INFORMATION SHOWN »
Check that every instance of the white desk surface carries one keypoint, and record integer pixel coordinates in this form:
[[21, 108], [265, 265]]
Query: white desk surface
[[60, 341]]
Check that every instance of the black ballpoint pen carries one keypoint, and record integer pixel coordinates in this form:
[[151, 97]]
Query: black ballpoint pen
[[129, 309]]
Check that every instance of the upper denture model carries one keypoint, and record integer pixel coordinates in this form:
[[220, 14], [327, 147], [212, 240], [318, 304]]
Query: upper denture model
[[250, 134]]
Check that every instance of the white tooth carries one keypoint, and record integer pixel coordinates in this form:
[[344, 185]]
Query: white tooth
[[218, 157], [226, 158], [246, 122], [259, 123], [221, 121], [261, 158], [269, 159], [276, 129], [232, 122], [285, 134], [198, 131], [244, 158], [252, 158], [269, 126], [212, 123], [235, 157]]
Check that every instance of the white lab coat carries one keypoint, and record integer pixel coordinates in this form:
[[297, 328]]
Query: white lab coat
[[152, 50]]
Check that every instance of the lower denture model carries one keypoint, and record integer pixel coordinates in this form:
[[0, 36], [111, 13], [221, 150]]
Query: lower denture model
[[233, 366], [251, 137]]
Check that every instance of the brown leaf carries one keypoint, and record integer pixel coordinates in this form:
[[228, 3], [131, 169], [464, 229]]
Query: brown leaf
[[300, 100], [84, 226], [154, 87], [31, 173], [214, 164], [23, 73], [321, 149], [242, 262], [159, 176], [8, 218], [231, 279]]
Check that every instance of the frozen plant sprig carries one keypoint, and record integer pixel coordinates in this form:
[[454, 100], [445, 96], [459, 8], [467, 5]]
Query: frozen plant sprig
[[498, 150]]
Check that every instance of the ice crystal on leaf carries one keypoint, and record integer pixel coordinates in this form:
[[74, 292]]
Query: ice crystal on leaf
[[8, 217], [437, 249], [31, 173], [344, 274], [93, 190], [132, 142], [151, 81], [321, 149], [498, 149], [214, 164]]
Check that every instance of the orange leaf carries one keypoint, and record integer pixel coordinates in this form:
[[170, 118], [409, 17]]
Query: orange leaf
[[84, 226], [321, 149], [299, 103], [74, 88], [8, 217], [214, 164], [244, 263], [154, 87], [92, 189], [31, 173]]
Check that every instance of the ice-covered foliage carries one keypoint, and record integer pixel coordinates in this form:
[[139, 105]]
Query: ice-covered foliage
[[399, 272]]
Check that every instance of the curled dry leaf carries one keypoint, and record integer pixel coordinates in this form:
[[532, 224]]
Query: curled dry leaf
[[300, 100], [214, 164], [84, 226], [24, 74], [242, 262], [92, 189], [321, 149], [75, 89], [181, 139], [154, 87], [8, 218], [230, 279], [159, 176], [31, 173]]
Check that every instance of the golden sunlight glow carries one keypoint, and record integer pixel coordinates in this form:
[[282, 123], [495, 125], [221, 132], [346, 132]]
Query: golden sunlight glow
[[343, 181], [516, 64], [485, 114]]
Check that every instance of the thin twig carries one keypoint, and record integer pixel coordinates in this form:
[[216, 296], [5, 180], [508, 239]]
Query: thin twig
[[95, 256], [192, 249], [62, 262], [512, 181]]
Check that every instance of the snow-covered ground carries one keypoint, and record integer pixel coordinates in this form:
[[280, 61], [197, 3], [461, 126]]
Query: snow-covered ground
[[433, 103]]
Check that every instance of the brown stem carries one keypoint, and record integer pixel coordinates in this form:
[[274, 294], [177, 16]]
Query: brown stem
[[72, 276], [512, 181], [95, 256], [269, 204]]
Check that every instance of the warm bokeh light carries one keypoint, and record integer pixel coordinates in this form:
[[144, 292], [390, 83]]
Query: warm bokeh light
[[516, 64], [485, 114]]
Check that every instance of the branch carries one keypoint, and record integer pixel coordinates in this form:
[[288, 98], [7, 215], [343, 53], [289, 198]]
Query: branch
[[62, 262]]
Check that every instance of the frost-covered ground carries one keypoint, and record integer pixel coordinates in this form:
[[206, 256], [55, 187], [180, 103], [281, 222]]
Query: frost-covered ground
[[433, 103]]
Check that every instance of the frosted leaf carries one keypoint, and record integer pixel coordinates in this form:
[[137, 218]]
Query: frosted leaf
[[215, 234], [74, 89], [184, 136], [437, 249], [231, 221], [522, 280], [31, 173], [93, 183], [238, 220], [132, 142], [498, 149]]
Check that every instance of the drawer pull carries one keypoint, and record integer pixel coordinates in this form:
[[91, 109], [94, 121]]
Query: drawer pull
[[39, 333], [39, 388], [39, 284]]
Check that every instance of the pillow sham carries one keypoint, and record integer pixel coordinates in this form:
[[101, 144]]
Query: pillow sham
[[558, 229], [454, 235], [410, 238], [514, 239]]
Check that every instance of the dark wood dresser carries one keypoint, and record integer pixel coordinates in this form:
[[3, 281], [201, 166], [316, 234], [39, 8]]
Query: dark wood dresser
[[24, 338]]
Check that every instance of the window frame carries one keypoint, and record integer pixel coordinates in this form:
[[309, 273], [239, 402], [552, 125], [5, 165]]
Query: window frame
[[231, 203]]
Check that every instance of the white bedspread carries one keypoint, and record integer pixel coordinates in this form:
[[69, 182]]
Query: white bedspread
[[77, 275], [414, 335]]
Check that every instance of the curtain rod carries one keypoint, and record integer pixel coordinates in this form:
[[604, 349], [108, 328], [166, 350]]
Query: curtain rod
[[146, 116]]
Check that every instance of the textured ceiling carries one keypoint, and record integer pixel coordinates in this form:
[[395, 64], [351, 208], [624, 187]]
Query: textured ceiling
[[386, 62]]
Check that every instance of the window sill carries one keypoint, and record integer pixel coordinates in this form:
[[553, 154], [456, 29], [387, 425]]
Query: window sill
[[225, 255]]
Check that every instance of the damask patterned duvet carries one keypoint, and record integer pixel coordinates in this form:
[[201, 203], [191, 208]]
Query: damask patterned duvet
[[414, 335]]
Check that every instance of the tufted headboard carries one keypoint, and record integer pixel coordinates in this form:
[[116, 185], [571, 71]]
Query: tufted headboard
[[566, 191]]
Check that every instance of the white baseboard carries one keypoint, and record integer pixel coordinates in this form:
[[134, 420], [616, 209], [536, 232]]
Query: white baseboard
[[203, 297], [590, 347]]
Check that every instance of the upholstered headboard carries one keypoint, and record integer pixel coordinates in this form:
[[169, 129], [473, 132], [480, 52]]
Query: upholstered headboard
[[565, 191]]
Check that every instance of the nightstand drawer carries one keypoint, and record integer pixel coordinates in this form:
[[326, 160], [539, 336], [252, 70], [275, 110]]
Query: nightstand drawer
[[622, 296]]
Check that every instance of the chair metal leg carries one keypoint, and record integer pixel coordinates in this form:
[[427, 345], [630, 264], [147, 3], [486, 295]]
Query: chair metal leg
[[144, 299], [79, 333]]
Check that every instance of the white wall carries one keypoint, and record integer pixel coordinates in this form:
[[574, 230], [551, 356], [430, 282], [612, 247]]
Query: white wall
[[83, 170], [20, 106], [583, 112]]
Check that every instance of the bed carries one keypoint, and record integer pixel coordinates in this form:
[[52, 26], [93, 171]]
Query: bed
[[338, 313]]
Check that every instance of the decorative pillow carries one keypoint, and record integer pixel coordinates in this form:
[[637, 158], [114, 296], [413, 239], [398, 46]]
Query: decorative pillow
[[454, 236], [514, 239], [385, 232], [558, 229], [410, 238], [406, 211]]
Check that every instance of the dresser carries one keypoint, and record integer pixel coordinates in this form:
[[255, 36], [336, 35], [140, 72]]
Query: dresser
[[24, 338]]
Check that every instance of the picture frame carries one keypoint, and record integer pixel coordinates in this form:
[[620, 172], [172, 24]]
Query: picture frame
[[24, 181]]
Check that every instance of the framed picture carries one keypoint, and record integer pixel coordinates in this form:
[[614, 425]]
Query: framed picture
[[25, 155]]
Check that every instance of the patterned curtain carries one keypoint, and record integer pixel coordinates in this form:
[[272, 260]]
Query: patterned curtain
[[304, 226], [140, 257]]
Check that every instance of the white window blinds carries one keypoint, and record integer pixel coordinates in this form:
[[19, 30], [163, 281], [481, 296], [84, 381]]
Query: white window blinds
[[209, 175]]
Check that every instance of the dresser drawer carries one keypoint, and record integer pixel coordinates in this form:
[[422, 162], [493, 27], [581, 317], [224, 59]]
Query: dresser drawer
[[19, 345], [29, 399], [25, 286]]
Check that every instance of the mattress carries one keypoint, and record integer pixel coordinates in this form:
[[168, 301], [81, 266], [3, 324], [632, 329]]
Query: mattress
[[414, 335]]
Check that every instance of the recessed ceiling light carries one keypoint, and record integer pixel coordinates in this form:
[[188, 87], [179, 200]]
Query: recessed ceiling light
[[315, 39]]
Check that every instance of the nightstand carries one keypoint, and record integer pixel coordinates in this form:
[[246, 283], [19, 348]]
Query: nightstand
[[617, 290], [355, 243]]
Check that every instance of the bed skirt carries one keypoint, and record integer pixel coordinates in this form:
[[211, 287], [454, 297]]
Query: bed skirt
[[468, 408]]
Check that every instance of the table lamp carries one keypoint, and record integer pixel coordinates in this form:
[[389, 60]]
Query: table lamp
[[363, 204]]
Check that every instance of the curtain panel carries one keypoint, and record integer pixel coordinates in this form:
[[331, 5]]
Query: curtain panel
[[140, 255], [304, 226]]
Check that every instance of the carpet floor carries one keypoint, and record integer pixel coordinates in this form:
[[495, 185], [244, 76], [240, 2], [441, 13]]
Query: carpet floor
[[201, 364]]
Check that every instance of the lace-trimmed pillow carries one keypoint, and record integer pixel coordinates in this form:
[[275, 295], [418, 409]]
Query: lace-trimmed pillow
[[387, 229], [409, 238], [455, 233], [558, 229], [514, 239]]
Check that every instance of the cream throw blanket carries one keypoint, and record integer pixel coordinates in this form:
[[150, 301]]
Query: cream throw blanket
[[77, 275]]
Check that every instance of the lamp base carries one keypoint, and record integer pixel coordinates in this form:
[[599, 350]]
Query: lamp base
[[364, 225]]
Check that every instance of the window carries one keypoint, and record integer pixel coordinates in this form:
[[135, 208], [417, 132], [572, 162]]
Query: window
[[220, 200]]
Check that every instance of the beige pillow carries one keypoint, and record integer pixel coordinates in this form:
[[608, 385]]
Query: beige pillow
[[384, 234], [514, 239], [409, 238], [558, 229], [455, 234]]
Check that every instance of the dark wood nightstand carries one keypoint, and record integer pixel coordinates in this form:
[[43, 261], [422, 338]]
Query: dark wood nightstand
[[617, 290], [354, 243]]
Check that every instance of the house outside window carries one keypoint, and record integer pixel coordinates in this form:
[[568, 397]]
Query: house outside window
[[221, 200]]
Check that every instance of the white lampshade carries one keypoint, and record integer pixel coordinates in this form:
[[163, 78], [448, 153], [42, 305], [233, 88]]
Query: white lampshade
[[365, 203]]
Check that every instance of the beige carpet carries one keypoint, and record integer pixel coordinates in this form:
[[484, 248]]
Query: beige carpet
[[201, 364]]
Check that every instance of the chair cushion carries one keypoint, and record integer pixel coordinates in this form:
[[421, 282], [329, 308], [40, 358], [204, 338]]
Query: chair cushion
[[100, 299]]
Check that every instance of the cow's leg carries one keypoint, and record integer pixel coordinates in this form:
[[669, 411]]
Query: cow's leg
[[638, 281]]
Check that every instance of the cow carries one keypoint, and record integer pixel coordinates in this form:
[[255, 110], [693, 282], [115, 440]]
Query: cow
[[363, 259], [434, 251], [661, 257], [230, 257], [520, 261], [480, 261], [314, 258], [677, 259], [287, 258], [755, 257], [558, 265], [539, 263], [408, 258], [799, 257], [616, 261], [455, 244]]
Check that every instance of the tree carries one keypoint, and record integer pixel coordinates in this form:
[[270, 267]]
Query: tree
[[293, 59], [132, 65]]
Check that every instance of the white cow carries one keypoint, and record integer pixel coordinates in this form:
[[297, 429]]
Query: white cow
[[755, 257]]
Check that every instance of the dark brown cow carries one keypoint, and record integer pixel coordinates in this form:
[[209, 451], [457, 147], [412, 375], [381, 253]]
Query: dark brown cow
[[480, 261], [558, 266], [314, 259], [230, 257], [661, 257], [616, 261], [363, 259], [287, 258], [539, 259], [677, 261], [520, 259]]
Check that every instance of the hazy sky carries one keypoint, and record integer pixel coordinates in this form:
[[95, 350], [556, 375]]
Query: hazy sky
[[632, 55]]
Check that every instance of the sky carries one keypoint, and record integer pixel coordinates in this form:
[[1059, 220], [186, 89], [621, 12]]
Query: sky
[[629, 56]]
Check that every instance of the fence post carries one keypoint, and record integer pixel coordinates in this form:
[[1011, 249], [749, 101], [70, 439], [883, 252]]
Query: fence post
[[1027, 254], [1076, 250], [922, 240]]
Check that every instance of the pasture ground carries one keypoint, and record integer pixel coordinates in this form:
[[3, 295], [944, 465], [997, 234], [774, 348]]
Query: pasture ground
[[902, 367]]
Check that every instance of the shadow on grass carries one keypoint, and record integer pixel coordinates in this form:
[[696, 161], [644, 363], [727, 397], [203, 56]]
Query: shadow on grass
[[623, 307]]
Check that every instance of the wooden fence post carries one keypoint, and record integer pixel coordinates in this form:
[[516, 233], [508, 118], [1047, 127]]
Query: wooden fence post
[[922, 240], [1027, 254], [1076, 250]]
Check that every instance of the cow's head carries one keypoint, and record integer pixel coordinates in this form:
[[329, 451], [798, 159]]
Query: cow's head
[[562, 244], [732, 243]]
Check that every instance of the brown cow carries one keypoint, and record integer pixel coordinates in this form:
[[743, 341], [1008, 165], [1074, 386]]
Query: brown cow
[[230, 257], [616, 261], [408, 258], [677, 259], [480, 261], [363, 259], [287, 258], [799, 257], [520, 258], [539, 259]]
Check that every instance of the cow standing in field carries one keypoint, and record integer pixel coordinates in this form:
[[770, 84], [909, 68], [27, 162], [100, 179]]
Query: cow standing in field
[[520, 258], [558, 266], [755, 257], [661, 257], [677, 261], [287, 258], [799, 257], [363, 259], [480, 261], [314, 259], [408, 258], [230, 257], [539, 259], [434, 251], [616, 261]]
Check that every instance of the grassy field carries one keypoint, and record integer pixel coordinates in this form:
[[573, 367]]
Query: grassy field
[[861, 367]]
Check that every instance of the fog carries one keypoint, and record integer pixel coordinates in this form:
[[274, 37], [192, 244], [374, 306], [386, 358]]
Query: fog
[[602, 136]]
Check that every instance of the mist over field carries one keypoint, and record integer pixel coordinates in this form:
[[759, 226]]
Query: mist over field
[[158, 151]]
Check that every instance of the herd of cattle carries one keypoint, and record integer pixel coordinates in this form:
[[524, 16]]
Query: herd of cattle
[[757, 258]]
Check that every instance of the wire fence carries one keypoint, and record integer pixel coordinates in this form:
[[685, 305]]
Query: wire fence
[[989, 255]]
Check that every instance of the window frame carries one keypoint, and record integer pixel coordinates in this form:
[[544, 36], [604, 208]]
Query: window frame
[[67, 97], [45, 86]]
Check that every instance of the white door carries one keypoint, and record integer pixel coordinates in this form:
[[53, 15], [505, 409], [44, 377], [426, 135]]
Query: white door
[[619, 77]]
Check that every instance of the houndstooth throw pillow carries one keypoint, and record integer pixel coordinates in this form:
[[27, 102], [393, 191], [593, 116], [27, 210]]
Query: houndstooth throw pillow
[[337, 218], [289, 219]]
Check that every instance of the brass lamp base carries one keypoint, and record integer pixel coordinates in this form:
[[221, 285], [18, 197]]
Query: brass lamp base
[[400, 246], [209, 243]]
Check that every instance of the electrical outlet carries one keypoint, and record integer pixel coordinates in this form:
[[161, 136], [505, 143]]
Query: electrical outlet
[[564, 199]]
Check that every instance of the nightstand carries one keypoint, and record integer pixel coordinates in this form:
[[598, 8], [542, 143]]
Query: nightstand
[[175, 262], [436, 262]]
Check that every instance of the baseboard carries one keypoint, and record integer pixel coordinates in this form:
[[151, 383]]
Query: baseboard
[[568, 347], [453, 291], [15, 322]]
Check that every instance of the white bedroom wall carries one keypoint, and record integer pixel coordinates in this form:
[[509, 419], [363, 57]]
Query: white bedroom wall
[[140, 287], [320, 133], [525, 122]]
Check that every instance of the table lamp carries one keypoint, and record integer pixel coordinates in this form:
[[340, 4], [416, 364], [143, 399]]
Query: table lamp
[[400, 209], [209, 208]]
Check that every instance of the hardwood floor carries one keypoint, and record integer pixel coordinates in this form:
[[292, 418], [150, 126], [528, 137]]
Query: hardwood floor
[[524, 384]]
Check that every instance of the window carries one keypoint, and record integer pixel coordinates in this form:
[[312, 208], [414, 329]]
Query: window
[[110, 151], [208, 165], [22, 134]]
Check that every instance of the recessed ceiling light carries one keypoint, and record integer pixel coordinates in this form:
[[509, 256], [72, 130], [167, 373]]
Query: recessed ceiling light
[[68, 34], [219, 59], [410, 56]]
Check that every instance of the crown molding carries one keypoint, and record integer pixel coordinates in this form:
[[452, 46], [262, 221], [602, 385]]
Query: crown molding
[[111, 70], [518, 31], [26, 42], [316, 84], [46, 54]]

PROBLEM DETAILS »
The response should be the listing above, limited to the lines between the one holding "[[282, 123], [495, 125], [221, 132], [346, 132]]" and the one holding "[[274, 294], [177, 16]]", inclusive, reproduced exactly.

SOLUTION »
[[282, 123], [495, 125], [221, 132], [346, 132]]
Query: golden sunlight glow
[[343, 181], [516, 64], [485, 114]]
Check that every instance of the thin twig carries one keypoint, and record integer pixel coordinates in this form:
[[216, 296], [5, 180], [508, 239]]
Query: thin twig
[[95, 256], [192, 249], [62, 262], [512, 181]]
Check that every instance of the snow-covered ground carries one keypoint, and record integer pixel coordinates in this form:
[[280, 61], [197, 3], [461, 126]]
Query: snow-covered ground
[[433, 103]]
Check that every instance of the brown stem carries one keypoint, and record integer pixel coordinates in this form:
[[274, 294], [177, 16]]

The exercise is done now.